§ **Task**: Update the lines from the one containing "the <item>flowing water</item>" through the one containing "M132 59L133 60L143", inclusive, so that "evenodd" becomes "nonzero" and nothing else changes. Return only those lines.

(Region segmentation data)
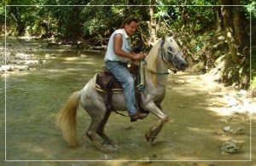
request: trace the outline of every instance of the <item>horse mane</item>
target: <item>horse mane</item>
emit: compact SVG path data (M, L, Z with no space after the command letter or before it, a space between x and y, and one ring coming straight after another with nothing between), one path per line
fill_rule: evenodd
M156 72L156 63L158 60L157 57L160 50L160 39L159 39L154 44L148 56L146 57L146 61L147 61L146 71L148 73L149 77L151 77L151 80L154 85L156 85L156 75L154 74L152 72Z

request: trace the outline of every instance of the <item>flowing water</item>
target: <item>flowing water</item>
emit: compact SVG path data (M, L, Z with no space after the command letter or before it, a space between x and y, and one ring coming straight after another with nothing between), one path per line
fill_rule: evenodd
M126 160L143 160L145 163L161 165L177 165L174 162L189 164L181 162L184 160L192 163L207 160L212 163L216 160L250 160L249 117L243 113L236 118L234 115L221 114L225 110L225 103L219 95L222 88L212 86L189 72L174 75L175 80L172 75L169 77L162 107L173 121L166 124L154 144L146 142L144 133L157 123L156 117L149 114L142 121L130 123L128 117L113 113L105 131L116 142L117 151L99 152L84 135L90 118L79 106L78 138L81 145L71 148L55 127L55 117L68 96L81 89L102 69L104 54L59 49L39 49L35 53L42 58L50 54L47 56L47 63L38 69L13 72L6 77L7 160L114 160L113 163L116 165L128 164ZM180 80L183 83L174 83ZM1 85L1 96L4 98L3 77ZM4 122L4 100L1 100L2 122ZM245 134L215 134L229 125L243 128ZM1 123L1 135L4 137L4 123ZM254 129L255 125L253 131ZM221 154L218 146L228 140L243 144L239 152ZM2 158L4 144L2 140ZM155 162L148 163L148 160ZM217 163L217 165L228 164L247 165L239 161L232 164Z

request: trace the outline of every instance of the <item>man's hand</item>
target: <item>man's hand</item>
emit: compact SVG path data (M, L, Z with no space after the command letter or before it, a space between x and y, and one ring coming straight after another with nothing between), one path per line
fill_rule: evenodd
M132 59L133 60L143 60L146 57L145 54L136 54L133 55Z

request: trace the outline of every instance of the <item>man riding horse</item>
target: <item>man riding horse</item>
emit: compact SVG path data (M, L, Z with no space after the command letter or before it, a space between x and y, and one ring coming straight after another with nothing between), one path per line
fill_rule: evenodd
M121 83L126 107L131 117L131 122L143 119L147 113L142 113L137 108L134 79L127 68L130 60L143 60L143 54L131 53L131 37L137 27L137 20L128 18L123 22L121 28L113 31L109 38L107 53L104 58L106 67Z

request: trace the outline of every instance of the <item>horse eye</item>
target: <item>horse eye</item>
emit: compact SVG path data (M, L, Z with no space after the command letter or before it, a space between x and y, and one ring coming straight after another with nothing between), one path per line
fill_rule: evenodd
M169 51L172 51L172 47L168 47L167 49L168 49Z

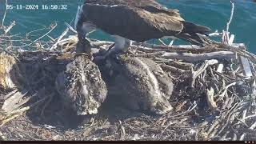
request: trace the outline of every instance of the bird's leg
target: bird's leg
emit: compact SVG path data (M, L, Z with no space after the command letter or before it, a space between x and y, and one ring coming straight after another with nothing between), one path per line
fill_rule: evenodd
M173 46L173 44L174 44L174 39L172 39L172 40L170 41L170 42L169 43L168 46L169 46L169 47L171 47L171 46Z
M158 41L160 42L161 44L162 44L165 46L168 46L161 38L158 38Z

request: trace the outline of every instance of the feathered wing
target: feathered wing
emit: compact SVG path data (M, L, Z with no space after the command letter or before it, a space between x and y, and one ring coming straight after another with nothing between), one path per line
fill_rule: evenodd
M75 15L75 18L74 18L74 30L77 30L77 28L78 28L78 20L81 18L81 16L82 16L82 7L80 7L80 6L78 6L78 11L77 11L77 14Z
M154 0L86 0L83 11L103 31L137 42L177 36L198 44L202 41L196 33L209 31L184 21L178 10L166 9Z
M183 19L177 10L165 10L154 6L137 8L123 4L106 4L86 3L83 11L87 20L112 35L145 42L174 35L183 29L180 22Z

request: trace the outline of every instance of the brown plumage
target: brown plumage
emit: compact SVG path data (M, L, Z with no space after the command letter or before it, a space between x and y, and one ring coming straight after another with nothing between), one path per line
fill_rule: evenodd
M178 10L168 10L154 0L86 0L81 19L111 35L137 42L174 36L200 44L196 33L210 31L184 21Z

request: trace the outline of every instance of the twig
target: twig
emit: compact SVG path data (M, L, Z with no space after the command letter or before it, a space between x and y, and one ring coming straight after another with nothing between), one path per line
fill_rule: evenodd
M6 13L7 13L7 5L8 5L8 0L6 0L6 10L5 10L5 13L3 14L2 20L2 26L4 26L3 24L4 24L5 18L6 18Z
M233 15L234 15L234 2L233 1L230 1L231 5L232 5L232 9L231 9L231 14L229 22L226 23L226 32L229 32L230 29L230 25L232 22L233 19Z
M14 26L15 26L15 21L10 22L10 25L8 26L8 28L5 30L5 34L6 34Z
M38 38L38 39L33 41L33 42L35 42L37 41L38 41L39 39L42 38L43 37L46 36L48 34L50 34L53 30L55 29L55 27L57 26L57 24L55 24L55 26L54 26L46 34L43 34L42 37Z
M206 62L201 66L201 67L196 70L196 71L193 71L192 70L192 82L191 82L191 87L194 86L194 82L195 82L195 79L202 74L203 73L206 68L209 66L211 65L215 65L218 63L218 61L216 59L211 59L211 60L206 60Z

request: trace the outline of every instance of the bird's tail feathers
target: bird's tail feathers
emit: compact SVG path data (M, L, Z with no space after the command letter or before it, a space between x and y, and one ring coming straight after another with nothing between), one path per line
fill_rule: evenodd
M182 22L184 26L184 28L182 31L183 33L206 34L206 33L209 33L210 31L210 29L209 27L206 27L204 26L196 25L194 23L186 22L186 21L182 21Z

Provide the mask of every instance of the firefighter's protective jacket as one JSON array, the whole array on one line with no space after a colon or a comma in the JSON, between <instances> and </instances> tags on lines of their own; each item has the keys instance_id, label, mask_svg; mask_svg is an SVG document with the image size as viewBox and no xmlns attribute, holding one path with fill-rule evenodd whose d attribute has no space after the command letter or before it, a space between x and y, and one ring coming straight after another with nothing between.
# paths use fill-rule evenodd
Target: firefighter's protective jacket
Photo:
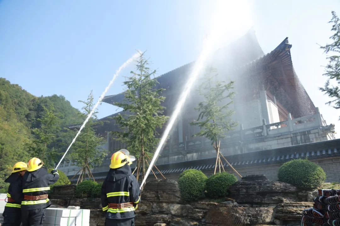
<instances>
[{"instance_id":1,"label":"firefighter's protective jacket","mask_svg":"<svg viewBox=\"0 0 340 226\"><path fill-rule=\"evenodd\" d=\"M22 177L19 176L18 172L13 173L5 180L5 182L10 183L10 186L7 192L7 202L5 205L3 213L20 212L21 202L23 198Z\"/></svg>"},{"instance_id":2,"label":"firefighter's protective jacket","mask_svg":"<svg viewBox=\"0 0 340 226\"><path fill-rule=\"evenodd\" d=\"M48 173L47 170L44 167L35 171L26 172L23 176L22 192L24 198L21 202L21 209L36 209L47 208L51 205L49 200L45 196L50 190L49 185L54 184L59 178L57 172L53 174ZM43 195L45 195L42 197L43 198L38 197ZM29 199L26 197L35 198Z\"/></svg>"},{"instance_id":3,"label":"firefighter's protective jacket","mask_svg":"<svg viewBox=\"0 0 340 226\"><path fill-rule=\"evenodd\" d=\"M135 217L140 201L138 182L127 164L111 169L102 187L101 198L106 218L121 219Z\"/></svg>"}]
</instances>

§ **Solution to the problem**:
request: trace the outline of every instance of the <item>flowing water</item>
target: <item>flowing water</item>
emit: compact SVG path data (M, L, Z with no space after the command letter or before it, a space between x and y, and one ring coming straight after another with nothing between), one path per line
fill_rule: nonzero
M126 160L143 160L145 163L161 165L177 165L174 162L189 164L181 162L184 160L192 163L207 160L212 163L216 160L250 160L249 117L243 113L236 118L234 115L221 114L225 110L225 103L219 95L222 88L212 86L189 72L174 75L175 80L172 75L169 77L162 107L173 121L166 124L154 144L146 142L144 133L157 123L156 117L149 114L142 121L130 123L128 117L113 113L105 131L116 142L117 151L99 152L84 135L90 118L79 106L78 138L81 145L71 148L55 127L55 117L68 96L81 89L102 69L104 54L59 49L39 49L35 53L42 58L50 54L47 56L47 63L38 69L13 72L6 77L7 160L114 160L113 163L116 165L128 164ZM180 80L183 83L174 83ZM1 85L1 96L4 98L3 77ZM4 122L4 100L1 100L2 122ZM245 134L215 134L229 125L243 128ZM1 123L1 135L4 137L4 123ZM254 129L255 125L253 131ZM221 154L218 146L228 140L243 144L239 152ZM2 158L4 144L2 140ZM155 162L148 163L148 160ZM217 163L217 165L228 164L247 165L239 161L232 164Z

request: trace the outline of every instance of the <item>man's hand</item>
target: <item>man's hand</item>
emit: compact SVG path data (M, L, Z with no space after the command letter or before it, a space between x and y, and one ring coming straight after another with nothing between), one path per line
fill_rule: nonzero
M132 59L133 60L143 60L146 57L145 54L136 54L133 55Z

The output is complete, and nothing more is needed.